NASSAU, BAHAMAS — Fresh on the heels of Thursday’s general elections, global credit rating agency Moody’s slashed this nation’s creditworthiness yesterday.

The country’s sovereign ratings have been downgraded to ‘Ba3’ from ‘Ba2’, highlighting the daunting economic and fiscal realities facing the nation and the new Davis-led administration.

Moody’s pointed to a significant erosion of the country’s economic and fiscal strength brought on by the COVID-19 pandemic.

“The duration and severity of the coronavirus shock have fundamentally weakened The Bahamas’ credit profile with lasting consequences in terms of a higher debt burden and weaker debt affordability as well as reduced economic strength,” read the rating agency’s report.

“Real GDP contracted by 14.5% in 2020, with the tourism industry most severely affected by a shutdown that lasted for most of the year. Despite the uptick in tourism activity in recent months, The Bahamas faces prospects of a slow economic recovery and one that remains vulnerable to potential future variants of the coronavirus. Moody’s expects stayover tourist arrivals to return to 2019 levels only by 2024 at the earliest.”

Moody’s underscored the nation’s economic recovery is highly dependent on a rebound in tourism activity. The sector contributed to 19 percent of GDP in 2019, and that contribution stood at around 40 percent when including related industries such as transport and accommodation, and food service.

“The severity of the economic contraction contributed to a significant increase in The Bahamas’ debt and interest burdens, which are now significantly higher than Ba-rated peers,” the downgrade report read.

“The Bahamas’ debt burden was already higher than Ba-rated peers prior to the pandemic and will remain above similarly rated peers as the economy recovers only slowly from the pandemic. Fiscal consolidation driven by the removal of COVID-related spending on unemployment benefits and other related items, along with a revenue recovery will support fiscal consolidation, which will reduce the debt burden gradually.

- - - -

INSTRUCTIONS →
- 1) According to the article on the Moody's downgrade, by when does Moody's expect stayover tourist arrivals to return to 2019 levels?
- 2) In the article on the Moody's downgrade, rewrite the passage from "The country’s sovereign" up to and including "rating agency’s report.", putting "incoming administration" in place of "Davis-led administration".

DATA EXTRACTS →
- - - -

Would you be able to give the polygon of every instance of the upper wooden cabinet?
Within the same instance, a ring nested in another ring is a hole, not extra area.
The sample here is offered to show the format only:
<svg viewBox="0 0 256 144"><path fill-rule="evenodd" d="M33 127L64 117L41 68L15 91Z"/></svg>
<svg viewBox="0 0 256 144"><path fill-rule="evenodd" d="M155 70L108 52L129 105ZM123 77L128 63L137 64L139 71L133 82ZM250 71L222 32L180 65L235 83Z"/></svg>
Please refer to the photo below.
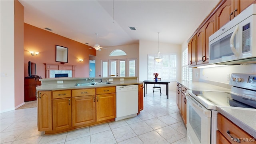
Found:
<svg viewBox="0 0 256 144"><path fill-rule="evenodd" d="M209 37L255 3L255 0L220 1L188 41L188 66L208 63Z"/></svg>
<svg viewBox="0 0 256 144"><path fill-rule="evenodd" d="M188 43L188 65L192 66L196 65L196 35L194 36Z"/></svg>
<svg viewBox="0 0 256 144"><path fill-rule="evenodd" d="M216 12L217 29L219 29L232 18L230 15L231 12L233 12L231 6L232 2L232 0L226 1Z"/></svg>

- - - -

ANSWERS TO THIS EXERCISE →
- 1) Only by 2024 at the earliest.

- 2)
The country’s sovereign ratings have been downgraded to ‘Ba3’ from ‘Ba2’, highlighting the daunting economic and fiscal realities facing the nation and the new incoming administration.

Moody’s pointed to a significant erosion of the country’s economic and fiscal strength brought on by the COVID-19 pandemic.

“The duration and severity of the coronavirus shock have fundamentally weakened The Bahamas’ credit profile with lasting consequences in terms of a higher debt burden and weaker debt affordability as well as reduced economic strength,” read the rating agency’s report.